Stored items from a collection
* * * * *

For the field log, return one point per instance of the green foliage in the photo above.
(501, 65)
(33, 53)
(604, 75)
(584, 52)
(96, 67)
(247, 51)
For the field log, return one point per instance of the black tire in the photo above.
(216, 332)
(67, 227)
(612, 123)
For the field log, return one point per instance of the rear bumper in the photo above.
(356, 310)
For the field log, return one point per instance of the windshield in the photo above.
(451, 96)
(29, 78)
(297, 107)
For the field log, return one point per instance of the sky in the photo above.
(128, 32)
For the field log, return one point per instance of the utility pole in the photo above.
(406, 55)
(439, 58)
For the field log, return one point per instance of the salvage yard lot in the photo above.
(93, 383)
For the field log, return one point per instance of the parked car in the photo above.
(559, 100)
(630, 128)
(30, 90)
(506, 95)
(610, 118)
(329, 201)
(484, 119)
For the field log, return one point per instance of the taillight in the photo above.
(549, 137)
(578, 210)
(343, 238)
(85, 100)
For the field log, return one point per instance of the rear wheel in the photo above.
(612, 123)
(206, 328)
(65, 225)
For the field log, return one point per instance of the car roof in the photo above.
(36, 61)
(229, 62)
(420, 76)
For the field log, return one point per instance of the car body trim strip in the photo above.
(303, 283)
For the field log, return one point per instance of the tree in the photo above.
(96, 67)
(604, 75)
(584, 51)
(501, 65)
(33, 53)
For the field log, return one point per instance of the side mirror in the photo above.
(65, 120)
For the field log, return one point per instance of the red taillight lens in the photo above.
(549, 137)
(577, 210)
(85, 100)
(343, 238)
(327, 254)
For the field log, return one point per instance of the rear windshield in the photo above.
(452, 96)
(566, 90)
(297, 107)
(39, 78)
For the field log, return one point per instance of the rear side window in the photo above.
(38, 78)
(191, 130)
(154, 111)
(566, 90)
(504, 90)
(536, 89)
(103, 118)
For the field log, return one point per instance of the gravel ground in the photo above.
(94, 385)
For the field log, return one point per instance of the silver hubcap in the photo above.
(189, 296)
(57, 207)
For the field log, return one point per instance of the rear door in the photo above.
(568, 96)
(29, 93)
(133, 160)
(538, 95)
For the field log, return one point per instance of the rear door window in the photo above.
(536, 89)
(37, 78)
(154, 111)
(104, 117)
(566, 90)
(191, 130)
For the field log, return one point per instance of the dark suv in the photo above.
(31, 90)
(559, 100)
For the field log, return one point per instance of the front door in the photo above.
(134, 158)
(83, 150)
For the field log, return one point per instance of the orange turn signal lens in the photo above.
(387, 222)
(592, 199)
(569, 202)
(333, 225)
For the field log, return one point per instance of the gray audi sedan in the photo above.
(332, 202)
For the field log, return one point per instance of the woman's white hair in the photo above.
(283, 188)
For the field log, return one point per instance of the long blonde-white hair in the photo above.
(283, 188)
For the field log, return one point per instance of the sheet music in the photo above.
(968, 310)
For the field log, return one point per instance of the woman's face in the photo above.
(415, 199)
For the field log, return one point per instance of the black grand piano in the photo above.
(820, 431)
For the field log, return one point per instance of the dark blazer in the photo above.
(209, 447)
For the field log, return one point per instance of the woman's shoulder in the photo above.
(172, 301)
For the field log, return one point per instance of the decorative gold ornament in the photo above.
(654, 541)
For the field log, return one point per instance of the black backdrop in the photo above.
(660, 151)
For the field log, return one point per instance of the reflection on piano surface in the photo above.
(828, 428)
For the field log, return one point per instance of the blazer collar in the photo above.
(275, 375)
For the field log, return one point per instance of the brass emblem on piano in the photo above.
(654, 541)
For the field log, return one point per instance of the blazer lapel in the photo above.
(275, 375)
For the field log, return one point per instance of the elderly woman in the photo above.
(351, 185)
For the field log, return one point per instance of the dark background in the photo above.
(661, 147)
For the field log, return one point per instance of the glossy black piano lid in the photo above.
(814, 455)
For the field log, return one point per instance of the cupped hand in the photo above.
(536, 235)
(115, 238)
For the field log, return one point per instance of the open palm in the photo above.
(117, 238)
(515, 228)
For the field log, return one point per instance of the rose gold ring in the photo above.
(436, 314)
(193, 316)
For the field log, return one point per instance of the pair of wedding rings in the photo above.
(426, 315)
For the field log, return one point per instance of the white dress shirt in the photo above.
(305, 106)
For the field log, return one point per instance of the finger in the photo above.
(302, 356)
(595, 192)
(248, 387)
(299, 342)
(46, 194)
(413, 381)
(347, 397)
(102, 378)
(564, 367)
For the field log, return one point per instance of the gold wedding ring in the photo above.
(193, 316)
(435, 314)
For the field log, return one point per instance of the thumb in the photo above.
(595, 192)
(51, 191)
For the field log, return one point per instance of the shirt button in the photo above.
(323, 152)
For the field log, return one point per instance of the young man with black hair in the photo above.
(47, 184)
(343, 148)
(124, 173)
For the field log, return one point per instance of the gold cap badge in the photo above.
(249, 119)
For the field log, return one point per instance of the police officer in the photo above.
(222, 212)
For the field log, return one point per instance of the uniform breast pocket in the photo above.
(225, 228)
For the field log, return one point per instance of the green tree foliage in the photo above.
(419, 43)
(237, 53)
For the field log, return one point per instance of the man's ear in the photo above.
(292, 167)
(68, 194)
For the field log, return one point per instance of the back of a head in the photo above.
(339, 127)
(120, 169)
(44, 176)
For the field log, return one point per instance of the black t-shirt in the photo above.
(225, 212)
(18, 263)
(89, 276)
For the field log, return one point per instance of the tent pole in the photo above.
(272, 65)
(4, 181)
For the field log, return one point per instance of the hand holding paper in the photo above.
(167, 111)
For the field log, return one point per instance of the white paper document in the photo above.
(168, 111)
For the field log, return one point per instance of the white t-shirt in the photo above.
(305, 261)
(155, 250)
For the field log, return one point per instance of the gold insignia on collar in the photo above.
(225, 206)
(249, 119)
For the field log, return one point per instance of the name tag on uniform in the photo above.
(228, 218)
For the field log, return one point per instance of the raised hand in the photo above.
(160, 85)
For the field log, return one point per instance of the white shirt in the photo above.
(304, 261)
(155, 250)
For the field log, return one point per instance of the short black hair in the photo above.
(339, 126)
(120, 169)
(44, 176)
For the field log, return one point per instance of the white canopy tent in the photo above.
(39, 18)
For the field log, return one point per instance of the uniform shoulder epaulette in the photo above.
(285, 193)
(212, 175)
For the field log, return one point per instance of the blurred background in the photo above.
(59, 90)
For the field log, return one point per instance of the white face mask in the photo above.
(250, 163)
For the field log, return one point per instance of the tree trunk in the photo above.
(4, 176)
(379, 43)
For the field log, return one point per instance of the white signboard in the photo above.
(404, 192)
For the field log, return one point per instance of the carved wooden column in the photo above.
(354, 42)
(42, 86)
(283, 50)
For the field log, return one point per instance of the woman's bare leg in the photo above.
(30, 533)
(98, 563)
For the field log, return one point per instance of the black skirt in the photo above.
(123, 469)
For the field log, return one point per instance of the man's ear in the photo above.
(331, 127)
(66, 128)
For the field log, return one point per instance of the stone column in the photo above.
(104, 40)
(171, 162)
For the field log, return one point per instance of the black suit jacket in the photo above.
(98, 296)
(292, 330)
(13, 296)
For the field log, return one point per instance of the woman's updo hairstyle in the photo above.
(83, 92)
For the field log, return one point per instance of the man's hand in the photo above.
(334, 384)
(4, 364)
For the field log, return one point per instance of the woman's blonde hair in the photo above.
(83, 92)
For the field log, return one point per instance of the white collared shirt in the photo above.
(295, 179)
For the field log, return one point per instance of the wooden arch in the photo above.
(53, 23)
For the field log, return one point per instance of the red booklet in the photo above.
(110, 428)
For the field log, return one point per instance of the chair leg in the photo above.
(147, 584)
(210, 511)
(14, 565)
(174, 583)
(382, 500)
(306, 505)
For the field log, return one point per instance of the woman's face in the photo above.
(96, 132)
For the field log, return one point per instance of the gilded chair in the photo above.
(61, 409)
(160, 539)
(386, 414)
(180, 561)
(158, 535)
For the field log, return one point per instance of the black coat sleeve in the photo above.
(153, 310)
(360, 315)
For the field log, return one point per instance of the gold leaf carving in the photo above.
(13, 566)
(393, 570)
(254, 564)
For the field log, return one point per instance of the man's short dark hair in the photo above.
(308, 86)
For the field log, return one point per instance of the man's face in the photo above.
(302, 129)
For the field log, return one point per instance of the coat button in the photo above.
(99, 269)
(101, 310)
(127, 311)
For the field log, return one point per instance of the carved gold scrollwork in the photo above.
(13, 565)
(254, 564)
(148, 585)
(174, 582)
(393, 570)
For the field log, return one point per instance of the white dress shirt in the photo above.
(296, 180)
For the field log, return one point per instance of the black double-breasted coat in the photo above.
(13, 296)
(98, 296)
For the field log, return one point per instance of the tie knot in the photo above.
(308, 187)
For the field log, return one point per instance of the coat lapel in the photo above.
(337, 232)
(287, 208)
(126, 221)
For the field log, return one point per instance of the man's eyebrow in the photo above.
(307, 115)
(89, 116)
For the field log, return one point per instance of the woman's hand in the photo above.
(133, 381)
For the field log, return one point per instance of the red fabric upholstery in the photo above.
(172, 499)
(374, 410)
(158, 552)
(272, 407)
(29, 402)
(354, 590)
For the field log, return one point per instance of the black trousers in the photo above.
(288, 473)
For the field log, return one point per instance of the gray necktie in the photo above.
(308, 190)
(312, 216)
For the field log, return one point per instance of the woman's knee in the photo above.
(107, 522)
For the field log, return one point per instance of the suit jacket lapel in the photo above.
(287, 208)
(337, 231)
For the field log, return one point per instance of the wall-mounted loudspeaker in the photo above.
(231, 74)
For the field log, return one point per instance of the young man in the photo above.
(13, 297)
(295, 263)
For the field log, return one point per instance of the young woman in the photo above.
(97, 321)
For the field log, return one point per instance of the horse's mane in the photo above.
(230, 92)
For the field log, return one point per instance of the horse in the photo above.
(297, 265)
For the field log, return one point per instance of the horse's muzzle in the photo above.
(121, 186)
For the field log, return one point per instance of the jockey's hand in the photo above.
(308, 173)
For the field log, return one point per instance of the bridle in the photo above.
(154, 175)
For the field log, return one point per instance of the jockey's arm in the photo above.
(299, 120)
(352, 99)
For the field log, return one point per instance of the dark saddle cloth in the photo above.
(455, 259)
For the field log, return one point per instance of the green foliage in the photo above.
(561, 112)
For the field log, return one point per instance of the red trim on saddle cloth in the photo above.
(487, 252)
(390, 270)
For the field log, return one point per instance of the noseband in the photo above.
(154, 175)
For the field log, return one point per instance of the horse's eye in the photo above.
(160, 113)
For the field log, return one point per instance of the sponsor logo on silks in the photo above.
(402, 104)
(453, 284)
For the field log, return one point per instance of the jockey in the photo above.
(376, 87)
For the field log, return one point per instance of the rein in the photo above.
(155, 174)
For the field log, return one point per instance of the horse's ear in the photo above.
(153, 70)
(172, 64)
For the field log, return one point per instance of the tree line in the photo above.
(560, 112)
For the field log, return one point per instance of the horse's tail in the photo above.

* * * * *

| WHAT TO DO |
Through the last line of the entries above, beginning at the line containing "jockey in the photo above.", transcribe each line exactly, both ends included and nothing more.

| RESULT FOR THIS TASK |
For the field log, return one point per instance of the jockey in the photo above.
(376, 87)
For the field log, return one point per instance of the rein in the photo above.
(155, 174)
For the field log, return one point per instance of the horse's ear in the photo above.
(153, 70)
(172, 64)
For the field log, return one point per instance of the tree line in the photo above.
(560, 112)
For the field log, return one point per instance of the horse's tail in the photo above.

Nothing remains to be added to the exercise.